─── Provided records
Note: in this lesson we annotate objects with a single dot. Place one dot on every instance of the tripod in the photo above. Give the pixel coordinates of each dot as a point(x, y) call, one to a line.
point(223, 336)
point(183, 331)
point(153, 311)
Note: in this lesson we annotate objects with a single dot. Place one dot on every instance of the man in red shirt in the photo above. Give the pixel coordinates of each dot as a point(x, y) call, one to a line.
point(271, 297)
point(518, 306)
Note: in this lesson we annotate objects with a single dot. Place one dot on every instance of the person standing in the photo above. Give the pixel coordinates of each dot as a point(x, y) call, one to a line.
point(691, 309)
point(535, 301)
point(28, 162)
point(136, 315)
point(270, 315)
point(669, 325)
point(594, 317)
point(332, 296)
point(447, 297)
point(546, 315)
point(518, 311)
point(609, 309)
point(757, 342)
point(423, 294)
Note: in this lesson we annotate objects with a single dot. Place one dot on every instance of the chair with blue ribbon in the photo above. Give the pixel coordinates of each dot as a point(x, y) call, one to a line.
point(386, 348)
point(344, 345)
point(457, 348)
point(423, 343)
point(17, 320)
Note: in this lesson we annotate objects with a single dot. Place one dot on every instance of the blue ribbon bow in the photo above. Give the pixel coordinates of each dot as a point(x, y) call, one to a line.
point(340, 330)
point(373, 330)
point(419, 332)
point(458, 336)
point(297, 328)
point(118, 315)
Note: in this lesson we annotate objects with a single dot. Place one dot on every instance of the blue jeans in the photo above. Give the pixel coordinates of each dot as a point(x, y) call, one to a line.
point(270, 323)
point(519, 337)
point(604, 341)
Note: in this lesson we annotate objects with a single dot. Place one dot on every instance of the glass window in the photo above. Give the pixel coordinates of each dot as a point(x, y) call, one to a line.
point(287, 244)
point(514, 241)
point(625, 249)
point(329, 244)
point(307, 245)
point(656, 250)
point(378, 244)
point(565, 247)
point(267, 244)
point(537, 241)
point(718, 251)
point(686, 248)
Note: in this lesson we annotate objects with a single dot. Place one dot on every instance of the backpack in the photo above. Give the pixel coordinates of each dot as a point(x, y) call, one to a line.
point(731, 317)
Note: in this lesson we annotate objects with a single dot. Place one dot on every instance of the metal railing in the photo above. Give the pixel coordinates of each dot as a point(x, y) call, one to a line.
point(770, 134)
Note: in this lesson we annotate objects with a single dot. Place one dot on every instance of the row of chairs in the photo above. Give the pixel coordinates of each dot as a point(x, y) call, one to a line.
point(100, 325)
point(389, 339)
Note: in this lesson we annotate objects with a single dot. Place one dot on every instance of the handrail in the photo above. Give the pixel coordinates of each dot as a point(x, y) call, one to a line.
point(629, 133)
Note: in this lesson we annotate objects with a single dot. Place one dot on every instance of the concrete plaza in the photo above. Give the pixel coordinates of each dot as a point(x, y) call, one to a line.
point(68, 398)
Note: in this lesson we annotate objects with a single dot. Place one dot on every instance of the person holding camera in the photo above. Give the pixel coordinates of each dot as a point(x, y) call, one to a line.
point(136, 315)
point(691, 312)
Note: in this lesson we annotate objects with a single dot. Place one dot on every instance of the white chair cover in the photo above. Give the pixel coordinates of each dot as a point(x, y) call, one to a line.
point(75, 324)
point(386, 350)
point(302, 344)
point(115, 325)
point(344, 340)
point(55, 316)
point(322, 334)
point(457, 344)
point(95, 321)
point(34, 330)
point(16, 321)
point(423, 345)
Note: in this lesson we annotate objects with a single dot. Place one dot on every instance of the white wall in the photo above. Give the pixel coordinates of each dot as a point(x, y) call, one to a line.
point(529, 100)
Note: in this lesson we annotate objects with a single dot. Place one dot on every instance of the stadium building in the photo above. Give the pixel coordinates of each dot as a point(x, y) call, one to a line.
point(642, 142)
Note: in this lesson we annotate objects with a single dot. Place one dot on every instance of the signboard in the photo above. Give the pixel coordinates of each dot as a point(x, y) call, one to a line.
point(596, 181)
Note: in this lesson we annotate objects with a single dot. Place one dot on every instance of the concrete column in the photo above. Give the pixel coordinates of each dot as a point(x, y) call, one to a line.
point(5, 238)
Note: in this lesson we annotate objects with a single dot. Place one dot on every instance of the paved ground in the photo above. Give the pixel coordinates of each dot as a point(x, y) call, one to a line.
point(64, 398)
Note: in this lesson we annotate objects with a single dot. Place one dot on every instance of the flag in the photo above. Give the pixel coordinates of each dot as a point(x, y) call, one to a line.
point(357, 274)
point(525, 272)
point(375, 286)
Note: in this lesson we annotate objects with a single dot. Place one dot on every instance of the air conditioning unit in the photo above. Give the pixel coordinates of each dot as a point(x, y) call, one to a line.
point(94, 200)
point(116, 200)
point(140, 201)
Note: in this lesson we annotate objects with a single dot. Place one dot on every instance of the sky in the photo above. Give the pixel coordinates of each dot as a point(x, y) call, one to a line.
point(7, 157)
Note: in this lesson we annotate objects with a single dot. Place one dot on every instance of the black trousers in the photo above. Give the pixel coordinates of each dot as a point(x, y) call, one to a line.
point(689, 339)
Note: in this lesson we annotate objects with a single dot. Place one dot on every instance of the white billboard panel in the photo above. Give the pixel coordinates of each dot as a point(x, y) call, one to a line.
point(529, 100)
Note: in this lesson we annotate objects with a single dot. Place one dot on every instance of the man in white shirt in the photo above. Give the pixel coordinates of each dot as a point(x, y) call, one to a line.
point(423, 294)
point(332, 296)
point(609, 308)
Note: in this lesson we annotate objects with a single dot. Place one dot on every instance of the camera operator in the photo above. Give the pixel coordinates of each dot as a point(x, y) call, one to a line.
──────
■ Directions
Copy all of the entries above verbatim, with no changes of any kind.

■ Result of this exercise
Note: in this lesson we annotate objects with a single dot. Place one dot on every instance of the tripod in the photo above. Give the pixel coordinates of each dot as a point(x, y) call, one to a line.
point(223, 336)
point(183, 331)
point(153, 311)
Note: in this lesson we annotate objects with a single dot. Place one dot on every instance of the man in red shirt in the photo above. Give the pixel coordinates of each dot as a point(x, y) call, one to a line.
point(271, 297)
point(518, 306)
Note: in this lesson we annotate objects with a single dot. Place one dot on every instance of the person standing in the photo above. Give the pixel coordinates of each dot as a point(x, y) call, one to a line.
point(691, 309)
point(535, 301)
point(28, 162)
point(136, 315)
point(270, 315)
point(669, 325)
point(594, 317)
point(332, 296)
point(447, 297)
point(546, 315)
point(518, 311)
point(609, 309)
point(757, 342)
point(423, 294)
Note: in this lesson we annotate objects with a single dot. Place one dot on every instance of the chair with blue ribbon in the photo above. Give the pixel coordinates of each dot as a point(x, y) call, one to a line.
point(386, 348)
point(344, 345)
point(457, 348)
point(423, 343)
point(17, 320)
Note: in this lesson we annotate objects with a single dot. Place one dot on every instance of the blue ribbon bow in the photo above. Give the pixel coordinates of each dot as a point(x, y) call, one to a line.
point(340, 330)
point(373, 330)
point(419, 332)
point(458, 336)
point(297, 328)
point(118, 315)
Note: in this lesson we annotate objects with a single dot. Place one dot on every instance of the blue jeans in the photo above. Give the pixel coordinates of each dot as a point(x, y) call, one to a line.
point(270, 323)
point(519, 337)
point(604, 341)
Note: in this lesson we annotate objects with a single dot. Place one dot on every instance of the glass window in the photo above. Give the pixel coordinates of each dot as a point(x, y) call, one to a line.
point(287, 244)
point(514, 241)
point(625, 249)
point(329, 244)
point(307, 245)
point(656, 250)
point(378, 244)
point(565, 247)
point(267, 244)
point(537, 241)
point(718, 251)
point(686, 248)
Note: in this lesson we annotate objects with a single dot. Place one dot on every instance of the backpack in the photo above. Give the pixel coordinates of each dot as a point(x, y) call, one to a line.
point(731, 317)
Note: in this lesson we annotate objects with a single dot. Place one dot on every instance of the metal railing in the photo above. Give the pixel coordinates of each dot as a point(x, y) call, one to a line.
point(770, 134)
Note: in this lesson we annotate objects with a single dot. Place one dot on every instance of the row of chairs in the photo above. Give the pixel coordinates of each dot as a point(x, y) call, one to a line.
point(100, 325)
point(389, 339)
Note: in this lesson we annotate objects with a single dot. Place one dot on every instance of the handrail in the photo above. Give the pixel coordinates of each dot as a point(x, y) call, one to a line.
point(629, 133)
Note: in this lesson we annotate objects with a single dot. Place one dot on every instance of the concrete plaza in the photo above. Give the pixel coordinates of each dot as a point(x, y) call, one to a line.
point(68, 398)
Note: in this lesson we annotate objects with a single dot. Place one dot on every instance of the person holding camera in the photo above. Give the pixel coordinates of each dot as a point(x, y) call, one to a line.
point(136, 315)
point(691, 312)
Note: in this lesson we annotate objects with a single dot. Place one dot on every instance of the white chair cover in the photo above. Give the pixel coordinates of each dot as a point(x, y) call, one to a line.
point(75, 324)
point(386, 350)
point(302, 344)
point(115, 325)
point(344, 340)
point(55, 316)
point(322, 334)
point(457, 344)
point(95, 321)
point(34, 330)
point(16, 321)
point(423, 345)
Note: in this lesson we annotate objects with a single dot. Place one dot on every instance of the white wall in the photo above. Give the pixel coordinates of each dot as a point(x, y) call, one to a line.
point(529, 100)
Note: in this lesson we annotate objects with a single dot. Place one dot on every instance of the stadium building in the photo above. Give the pixel coordinates of each dot as a point(x, y) call, one to a line.
point(642, 142)
Note: in this lesson we annotate objects with a single dot. Place one dot on every instance of the signboard in the photo above. Give the pixel coordinates of each dot as a point(x, y) call, one to a line.
point(596, 181)
Note: in this lesson we annotate objects with a single dot. Place one dot on every instance of the concrete column in the photo above. Give the pixel coordinates of each dot as a point(x, y) call, one to a line.
point(5, 238)
Note: in this lesson we annotate objects with a single dot. Place one dot on every instance of the paved ground in the photo above. Give the pixel coordinates of each dot as a point(x, y) call, one to a line.
point(64, 398)
Note: in this lesson we annotate objects with a single dot. Place one dot on every instance of the flag in the photo above. Give the pixel coordinates of each dot as a point(x, y) call, one to a line.
point(357, 274)
point(525, 272)
point(375, 286)
Note: in this lesson we annotate objects with a single dot. Place one dot on every instance of the air conditioning unit in the photo above. Give the pixel coordinates of each dot as a point(x, y) call, one to a line.
point(94, 200)
point(116, 200)
point(140, 201)
Note: in this lesson we annotate objects with a single dot. Place one dot on every instance of the sky in the photo above. Give the pixel coordinates of each dot as a point(x, y) call, one to a line.
point(7, 157)
Note: in this lesson we annotate objects with a single dot. Place one dot on every instance of the black trousers in the photo above. Give the pixel coordinates of each dot as a point(x, y) call, one to a line.
point(689, 339)
Note: in this lesson we annotate objects with a single dot. Place one dot on every instance of the white billboard panel in the photo above. Give the pixel coordinates of each dot as a point(x, y) call, one to a line.
point(529, 100)
Note: in this lesson we annotate objects with a single dot. Place one dot on every instance of the man in white shirt in the photo above. Give the pixel coordinates of each dot as a point(x, y) call, one to a line.
point(423, 294)
point(332, 296)
point(609, 308)
Note: in this lesson we annotate objects with a single dot. Place one dot on every instance of the camera operator in the photo above. Give the pixel coordinates of each dot as a point(x, y) call, one to a line.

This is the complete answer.